- [ENTRIES]
━━━━━━━━━━
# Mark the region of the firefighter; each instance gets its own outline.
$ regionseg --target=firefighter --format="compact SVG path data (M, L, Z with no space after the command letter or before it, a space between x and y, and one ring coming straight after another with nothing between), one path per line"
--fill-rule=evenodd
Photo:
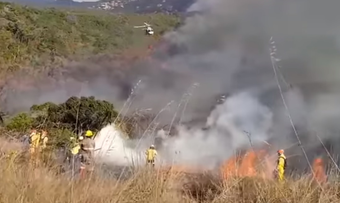
M280 182L283 181L284 179L285 170L287 167L287 159L284 154L283 149L277 151L278 157L276 163L276 172L277 178Z
M40 140L41 141L41 146L40 146L40 149L41 150L42 150L46 148L47 146L47 142L48 142L47 132L46 130L42 130Z
M155 166L155 159L157 156L157 151L155 149L155 146L153 144L150 146L150 148L147 149L145 152L147 156L147 163L152 164L152 166Z
M38 147L40 141L40 134L34 129L32 130L30 135L30 153L31 155L36 152L36 149Z
M86 170L92 171L94 158L94 140L92 139L93 133L87 130L85 133L85 138L80 144L80 176L82 178L85 177Z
━━━━━━━━━━
- [WHAT THE EXERCISE ASKS] Can you edit these lines so that every "firefighter" becomes "paramedic", with everything else left as it is and the picture omitted?

- [TASK OUTPUT]
# Mark the region of the paramedic; each instance gets its own outline.
$ regionseg --target=paramedic --format="compact SVG path data (M, L, Z with no space after the command letter or before it, a space between x and y, and one ring coming straight after another with nothing between), one path per line"
--fill-rule=evenodd
Photo:
M280 182L283 181L284 179L285 170L287 167L287 159L284 154L283 149L277 151L278 157L276 163L276 172L277 178Z
M40 140L41 141L41 146L40 146L40 149L41 150L42 150L46 148L47 146L47 142L48 142L47 132L46 130L42 130Z
M155 166L155 159L157 156L157 151L155 149L155 146L153 144L150 146L150 148L147 149L145 152L147 156L147 163L152 164L152 166Z
M38 147L40 141L40 134L34 129L32 130L30 135L30 153L31 155L36 152L36 149Z
M86 170L92 171L94 158L94 140L92 139L93 133L87 130L85 133L85 138L80 144L80 176L82 178L85 177Z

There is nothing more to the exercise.